Items stored from a collection:
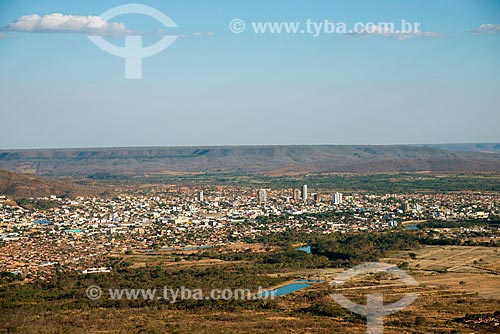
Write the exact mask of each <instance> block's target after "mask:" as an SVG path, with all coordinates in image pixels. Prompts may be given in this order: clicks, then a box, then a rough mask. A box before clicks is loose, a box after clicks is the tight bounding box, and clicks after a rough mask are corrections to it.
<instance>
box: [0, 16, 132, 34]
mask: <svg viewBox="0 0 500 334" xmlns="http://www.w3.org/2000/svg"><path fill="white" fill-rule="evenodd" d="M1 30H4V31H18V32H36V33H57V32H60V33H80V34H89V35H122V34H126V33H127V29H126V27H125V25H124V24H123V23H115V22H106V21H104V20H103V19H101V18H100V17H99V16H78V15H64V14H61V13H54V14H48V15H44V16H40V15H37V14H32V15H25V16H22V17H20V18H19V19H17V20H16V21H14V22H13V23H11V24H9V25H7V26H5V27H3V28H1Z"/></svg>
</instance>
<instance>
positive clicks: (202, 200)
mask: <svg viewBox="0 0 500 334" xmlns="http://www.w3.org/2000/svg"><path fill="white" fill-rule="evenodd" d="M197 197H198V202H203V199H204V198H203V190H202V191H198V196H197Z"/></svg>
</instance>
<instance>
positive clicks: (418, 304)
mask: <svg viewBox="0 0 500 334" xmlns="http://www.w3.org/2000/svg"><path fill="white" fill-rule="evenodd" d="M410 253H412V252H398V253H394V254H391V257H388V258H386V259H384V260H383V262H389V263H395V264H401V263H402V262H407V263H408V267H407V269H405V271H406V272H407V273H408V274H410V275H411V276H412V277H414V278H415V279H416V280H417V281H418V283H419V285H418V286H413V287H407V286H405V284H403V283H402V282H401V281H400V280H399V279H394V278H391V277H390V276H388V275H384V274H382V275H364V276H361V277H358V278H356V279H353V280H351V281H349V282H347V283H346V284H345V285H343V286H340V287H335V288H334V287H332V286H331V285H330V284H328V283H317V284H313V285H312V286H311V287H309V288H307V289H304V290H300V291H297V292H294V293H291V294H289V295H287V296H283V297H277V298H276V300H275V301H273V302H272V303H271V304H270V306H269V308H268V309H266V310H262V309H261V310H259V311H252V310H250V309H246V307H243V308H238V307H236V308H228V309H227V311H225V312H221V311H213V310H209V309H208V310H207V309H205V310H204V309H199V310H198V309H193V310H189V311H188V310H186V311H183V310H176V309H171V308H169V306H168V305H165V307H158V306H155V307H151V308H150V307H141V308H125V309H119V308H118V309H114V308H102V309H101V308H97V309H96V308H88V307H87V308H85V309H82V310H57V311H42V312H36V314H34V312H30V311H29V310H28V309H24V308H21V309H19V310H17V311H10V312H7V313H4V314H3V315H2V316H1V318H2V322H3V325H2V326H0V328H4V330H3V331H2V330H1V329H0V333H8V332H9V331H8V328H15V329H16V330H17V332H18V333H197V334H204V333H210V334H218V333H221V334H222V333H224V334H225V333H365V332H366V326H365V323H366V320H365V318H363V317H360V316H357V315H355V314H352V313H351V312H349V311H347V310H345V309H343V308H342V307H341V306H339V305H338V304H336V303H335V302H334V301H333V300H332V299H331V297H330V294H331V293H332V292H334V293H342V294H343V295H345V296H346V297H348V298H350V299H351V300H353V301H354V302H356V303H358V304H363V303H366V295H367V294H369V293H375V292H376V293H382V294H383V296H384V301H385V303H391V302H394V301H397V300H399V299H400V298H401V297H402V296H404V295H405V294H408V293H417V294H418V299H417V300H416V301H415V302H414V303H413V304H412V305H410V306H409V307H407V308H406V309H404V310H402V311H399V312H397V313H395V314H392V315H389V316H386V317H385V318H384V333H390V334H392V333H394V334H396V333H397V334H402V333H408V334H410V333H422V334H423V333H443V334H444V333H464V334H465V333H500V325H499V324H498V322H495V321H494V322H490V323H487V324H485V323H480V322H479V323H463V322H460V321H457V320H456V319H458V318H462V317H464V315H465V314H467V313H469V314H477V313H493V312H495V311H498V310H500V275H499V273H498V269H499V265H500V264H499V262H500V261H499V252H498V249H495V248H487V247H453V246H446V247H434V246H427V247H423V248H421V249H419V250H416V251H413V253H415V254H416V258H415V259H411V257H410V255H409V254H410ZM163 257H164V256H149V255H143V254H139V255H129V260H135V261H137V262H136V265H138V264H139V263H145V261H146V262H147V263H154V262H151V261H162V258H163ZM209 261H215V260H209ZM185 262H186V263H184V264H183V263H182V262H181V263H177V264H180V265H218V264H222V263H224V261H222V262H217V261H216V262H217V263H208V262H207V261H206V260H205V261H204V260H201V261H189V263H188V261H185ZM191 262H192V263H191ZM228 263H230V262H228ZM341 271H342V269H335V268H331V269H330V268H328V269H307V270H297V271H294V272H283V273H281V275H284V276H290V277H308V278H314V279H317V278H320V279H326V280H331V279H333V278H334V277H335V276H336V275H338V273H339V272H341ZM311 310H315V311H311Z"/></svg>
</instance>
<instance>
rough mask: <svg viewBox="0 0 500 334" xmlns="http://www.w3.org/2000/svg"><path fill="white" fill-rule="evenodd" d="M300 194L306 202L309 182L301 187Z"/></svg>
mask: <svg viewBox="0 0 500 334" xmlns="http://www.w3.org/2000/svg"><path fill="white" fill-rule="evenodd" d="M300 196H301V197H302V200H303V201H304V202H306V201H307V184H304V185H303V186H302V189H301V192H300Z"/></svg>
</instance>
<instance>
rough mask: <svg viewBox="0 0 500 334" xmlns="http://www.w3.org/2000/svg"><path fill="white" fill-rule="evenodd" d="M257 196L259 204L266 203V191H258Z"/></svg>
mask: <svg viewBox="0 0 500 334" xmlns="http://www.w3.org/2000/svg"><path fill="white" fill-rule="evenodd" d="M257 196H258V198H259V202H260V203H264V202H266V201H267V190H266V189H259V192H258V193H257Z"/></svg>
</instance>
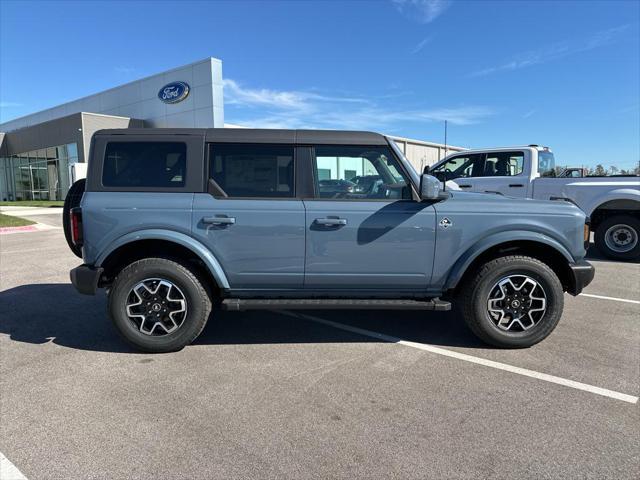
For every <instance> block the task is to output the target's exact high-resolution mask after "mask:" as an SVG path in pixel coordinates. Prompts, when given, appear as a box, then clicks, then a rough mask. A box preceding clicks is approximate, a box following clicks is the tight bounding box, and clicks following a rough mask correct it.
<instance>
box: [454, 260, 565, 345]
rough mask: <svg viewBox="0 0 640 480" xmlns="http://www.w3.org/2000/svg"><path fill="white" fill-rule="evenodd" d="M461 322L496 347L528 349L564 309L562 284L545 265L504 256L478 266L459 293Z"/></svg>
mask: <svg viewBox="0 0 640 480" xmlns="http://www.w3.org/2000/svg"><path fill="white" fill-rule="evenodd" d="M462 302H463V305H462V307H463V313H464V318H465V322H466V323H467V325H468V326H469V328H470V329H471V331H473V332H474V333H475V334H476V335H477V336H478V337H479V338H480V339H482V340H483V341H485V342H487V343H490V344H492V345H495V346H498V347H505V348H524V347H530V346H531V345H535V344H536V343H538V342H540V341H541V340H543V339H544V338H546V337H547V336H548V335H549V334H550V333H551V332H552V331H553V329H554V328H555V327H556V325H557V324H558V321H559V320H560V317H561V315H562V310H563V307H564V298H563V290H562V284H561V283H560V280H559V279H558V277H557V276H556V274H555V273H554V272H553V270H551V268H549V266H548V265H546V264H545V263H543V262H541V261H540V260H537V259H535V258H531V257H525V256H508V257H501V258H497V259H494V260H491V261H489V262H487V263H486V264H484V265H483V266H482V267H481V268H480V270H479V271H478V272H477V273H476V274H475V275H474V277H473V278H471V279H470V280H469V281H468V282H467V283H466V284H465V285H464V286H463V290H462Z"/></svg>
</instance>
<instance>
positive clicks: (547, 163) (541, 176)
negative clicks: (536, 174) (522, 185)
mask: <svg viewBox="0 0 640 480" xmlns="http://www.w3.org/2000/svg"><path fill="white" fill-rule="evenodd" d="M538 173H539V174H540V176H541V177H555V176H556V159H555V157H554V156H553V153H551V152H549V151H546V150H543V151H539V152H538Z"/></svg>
--
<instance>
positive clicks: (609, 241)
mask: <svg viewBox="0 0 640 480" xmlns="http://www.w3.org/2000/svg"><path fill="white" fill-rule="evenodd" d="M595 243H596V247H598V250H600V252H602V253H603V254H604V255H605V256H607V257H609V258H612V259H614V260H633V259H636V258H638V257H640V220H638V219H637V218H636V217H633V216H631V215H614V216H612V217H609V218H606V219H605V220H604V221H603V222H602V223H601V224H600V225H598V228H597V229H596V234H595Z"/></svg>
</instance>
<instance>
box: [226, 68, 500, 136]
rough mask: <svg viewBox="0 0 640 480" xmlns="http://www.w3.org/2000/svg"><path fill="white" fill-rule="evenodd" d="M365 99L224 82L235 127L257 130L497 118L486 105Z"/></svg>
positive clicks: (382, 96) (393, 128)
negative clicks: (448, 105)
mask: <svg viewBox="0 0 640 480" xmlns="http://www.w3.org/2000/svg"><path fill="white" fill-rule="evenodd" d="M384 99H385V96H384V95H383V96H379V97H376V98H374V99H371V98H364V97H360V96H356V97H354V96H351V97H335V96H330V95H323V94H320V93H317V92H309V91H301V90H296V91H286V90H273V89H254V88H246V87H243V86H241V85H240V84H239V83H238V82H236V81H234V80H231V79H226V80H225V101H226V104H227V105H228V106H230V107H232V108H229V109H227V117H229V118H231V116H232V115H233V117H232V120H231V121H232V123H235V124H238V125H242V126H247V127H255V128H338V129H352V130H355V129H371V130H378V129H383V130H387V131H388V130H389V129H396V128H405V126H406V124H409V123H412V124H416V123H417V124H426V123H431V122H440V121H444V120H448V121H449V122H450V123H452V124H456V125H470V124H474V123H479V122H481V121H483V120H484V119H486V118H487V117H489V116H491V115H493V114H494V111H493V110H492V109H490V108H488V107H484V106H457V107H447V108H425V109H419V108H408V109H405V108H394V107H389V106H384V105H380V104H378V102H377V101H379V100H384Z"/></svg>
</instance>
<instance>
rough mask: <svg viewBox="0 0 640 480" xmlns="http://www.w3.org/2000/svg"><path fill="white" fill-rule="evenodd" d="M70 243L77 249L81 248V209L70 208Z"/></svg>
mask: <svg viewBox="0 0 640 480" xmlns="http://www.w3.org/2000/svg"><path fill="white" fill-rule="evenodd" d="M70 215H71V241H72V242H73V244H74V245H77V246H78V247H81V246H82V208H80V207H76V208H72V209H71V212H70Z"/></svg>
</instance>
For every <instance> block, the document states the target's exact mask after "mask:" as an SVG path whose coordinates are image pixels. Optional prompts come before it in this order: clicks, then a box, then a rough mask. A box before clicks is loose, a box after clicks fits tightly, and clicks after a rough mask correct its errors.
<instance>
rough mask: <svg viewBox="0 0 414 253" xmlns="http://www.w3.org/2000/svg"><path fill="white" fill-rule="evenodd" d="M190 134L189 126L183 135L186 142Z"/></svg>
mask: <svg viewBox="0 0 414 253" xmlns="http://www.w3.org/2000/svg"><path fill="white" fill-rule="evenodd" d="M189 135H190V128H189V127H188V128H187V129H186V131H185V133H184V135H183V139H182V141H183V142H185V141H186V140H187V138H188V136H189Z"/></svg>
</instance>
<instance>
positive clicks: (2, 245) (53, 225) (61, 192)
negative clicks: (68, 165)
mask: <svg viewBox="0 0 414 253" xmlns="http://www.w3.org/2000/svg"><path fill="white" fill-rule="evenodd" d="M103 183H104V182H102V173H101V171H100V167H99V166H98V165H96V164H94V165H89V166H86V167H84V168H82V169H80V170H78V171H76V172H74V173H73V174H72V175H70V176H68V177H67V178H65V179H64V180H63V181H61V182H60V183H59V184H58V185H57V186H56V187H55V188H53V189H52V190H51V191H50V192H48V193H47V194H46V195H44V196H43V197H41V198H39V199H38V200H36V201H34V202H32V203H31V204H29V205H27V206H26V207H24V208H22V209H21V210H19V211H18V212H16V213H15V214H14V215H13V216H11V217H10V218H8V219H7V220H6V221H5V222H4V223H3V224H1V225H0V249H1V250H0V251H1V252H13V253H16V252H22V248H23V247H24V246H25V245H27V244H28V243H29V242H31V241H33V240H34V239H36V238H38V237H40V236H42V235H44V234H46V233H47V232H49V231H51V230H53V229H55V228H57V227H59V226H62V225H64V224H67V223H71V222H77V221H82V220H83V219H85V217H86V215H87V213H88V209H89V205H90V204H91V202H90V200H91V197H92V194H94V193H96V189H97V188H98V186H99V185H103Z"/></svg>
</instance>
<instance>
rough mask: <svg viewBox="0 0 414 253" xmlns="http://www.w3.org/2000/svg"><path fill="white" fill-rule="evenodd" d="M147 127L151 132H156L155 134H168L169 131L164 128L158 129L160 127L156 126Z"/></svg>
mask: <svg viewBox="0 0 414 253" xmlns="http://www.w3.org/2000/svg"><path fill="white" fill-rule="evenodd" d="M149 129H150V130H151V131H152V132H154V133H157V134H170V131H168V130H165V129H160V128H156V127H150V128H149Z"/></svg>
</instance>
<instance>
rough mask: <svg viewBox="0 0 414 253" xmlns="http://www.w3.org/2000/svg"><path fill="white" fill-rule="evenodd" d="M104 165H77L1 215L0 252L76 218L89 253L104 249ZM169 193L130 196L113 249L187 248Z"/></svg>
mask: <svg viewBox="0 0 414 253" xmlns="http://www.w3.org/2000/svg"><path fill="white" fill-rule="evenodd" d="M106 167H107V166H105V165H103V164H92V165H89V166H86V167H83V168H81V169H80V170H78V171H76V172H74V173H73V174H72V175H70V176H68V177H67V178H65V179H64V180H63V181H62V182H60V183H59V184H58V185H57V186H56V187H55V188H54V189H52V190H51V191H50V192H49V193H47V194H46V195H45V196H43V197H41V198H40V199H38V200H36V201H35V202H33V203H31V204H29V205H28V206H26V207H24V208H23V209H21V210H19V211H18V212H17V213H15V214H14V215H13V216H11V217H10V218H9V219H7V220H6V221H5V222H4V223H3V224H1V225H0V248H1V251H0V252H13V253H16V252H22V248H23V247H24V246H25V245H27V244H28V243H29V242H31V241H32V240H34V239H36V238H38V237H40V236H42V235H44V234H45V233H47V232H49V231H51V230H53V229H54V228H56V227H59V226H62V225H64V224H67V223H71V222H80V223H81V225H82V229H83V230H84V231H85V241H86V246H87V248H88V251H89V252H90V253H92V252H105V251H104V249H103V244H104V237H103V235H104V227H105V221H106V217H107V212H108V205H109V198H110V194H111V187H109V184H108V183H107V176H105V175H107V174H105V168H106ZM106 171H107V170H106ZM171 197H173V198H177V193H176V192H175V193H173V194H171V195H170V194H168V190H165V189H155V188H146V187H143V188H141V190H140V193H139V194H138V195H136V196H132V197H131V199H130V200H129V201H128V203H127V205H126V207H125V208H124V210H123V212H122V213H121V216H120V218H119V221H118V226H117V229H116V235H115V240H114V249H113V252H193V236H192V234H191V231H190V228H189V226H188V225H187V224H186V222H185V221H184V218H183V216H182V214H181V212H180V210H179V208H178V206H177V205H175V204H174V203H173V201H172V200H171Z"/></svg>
--
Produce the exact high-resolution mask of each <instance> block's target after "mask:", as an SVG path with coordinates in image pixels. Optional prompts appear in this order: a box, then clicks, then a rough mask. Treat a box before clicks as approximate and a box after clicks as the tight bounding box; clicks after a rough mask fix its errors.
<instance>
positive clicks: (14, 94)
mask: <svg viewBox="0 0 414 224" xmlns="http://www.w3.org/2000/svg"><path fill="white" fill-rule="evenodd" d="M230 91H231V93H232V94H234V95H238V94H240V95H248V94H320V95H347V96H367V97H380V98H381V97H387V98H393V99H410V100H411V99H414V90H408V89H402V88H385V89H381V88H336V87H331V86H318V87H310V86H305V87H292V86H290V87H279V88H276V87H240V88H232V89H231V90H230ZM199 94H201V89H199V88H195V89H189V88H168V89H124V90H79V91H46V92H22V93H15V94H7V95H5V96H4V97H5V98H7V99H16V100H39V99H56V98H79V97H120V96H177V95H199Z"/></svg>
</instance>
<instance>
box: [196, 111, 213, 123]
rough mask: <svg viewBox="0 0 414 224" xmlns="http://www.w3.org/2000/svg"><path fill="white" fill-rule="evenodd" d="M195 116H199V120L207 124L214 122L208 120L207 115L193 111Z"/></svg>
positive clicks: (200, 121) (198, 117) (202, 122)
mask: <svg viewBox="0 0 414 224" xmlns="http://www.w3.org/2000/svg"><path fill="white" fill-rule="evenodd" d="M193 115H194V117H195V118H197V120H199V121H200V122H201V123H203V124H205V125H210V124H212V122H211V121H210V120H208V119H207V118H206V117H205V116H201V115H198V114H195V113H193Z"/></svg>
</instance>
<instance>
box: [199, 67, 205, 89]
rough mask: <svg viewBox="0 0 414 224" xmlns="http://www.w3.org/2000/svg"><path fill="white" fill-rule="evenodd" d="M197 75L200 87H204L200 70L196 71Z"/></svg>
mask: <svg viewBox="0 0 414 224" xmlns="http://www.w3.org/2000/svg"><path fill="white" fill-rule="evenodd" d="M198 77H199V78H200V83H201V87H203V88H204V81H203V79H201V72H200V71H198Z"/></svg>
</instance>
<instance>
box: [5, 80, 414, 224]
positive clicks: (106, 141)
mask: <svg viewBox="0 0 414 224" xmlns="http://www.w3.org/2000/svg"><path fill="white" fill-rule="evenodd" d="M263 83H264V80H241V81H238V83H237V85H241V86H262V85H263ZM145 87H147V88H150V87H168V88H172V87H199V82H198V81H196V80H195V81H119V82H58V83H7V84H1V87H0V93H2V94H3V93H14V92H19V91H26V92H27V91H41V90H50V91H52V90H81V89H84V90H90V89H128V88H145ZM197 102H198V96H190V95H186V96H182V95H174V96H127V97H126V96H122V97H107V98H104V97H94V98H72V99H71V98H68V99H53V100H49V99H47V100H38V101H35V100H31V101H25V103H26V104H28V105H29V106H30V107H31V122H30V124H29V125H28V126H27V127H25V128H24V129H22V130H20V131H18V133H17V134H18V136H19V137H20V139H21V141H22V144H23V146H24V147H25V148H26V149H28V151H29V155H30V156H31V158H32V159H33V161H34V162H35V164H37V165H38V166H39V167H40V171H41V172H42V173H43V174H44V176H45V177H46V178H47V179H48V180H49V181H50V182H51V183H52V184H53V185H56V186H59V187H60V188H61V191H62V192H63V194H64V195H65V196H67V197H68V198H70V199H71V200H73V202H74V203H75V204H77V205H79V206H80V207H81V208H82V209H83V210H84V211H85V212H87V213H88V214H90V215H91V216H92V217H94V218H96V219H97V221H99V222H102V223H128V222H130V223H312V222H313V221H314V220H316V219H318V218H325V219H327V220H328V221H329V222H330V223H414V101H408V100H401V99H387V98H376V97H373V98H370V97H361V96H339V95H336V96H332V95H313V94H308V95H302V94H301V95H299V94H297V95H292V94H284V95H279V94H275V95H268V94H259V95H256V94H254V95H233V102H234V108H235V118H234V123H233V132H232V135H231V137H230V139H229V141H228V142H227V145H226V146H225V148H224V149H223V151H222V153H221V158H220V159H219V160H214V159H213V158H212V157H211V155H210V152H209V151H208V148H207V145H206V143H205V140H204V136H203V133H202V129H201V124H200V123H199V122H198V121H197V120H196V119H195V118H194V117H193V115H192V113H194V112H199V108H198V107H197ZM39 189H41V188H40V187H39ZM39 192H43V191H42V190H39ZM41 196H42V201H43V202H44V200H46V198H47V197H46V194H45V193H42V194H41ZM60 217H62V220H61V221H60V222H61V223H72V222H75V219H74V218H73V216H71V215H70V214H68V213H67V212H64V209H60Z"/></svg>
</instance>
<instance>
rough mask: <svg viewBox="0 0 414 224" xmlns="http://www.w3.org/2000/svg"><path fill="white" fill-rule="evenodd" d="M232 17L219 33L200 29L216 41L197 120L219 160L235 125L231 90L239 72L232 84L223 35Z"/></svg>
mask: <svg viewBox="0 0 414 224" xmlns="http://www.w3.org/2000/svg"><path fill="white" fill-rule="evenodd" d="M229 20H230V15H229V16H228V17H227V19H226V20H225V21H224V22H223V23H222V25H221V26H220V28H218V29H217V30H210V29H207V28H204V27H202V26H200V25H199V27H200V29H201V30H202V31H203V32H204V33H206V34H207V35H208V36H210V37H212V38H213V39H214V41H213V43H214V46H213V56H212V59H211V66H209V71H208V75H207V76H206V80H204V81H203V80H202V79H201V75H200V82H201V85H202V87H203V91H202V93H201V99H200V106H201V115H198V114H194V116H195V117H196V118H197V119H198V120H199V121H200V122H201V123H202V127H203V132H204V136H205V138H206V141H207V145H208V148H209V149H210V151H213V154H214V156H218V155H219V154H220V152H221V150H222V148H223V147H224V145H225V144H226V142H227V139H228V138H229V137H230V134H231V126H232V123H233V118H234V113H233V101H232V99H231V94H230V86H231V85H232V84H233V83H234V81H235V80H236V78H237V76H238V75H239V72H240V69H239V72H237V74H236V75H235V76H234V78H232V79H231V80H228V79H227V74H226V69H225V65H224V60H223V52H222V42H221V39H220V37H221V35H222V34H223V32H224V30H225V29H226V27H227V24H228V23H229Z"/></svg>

## YOUR ASSIGNMENT
Report every line of the records above that contains the word "loose", copying each such line in full.

## REPLY TO THE TASK
Write the exact mask of each <instance> block's target after "mask:" as an SVG path, with all coordinates in image pixels. Prompts may be given in this order: clicks, then a box, then a rough mask. A box before clicks is loose, a box after clicks is the tight bounding box, and clicks after a rough mask are corrections to it.
For every <instance> block, the document states the target's exact mask after "mask:" as an SVG path whose coordinates are image pixels. Optional prompts come before it in this order: clicks, then a box, then a rough mask. A box before clicks is loose, a box after clicks fits tightly, and clicks after a rough mask correct its errors.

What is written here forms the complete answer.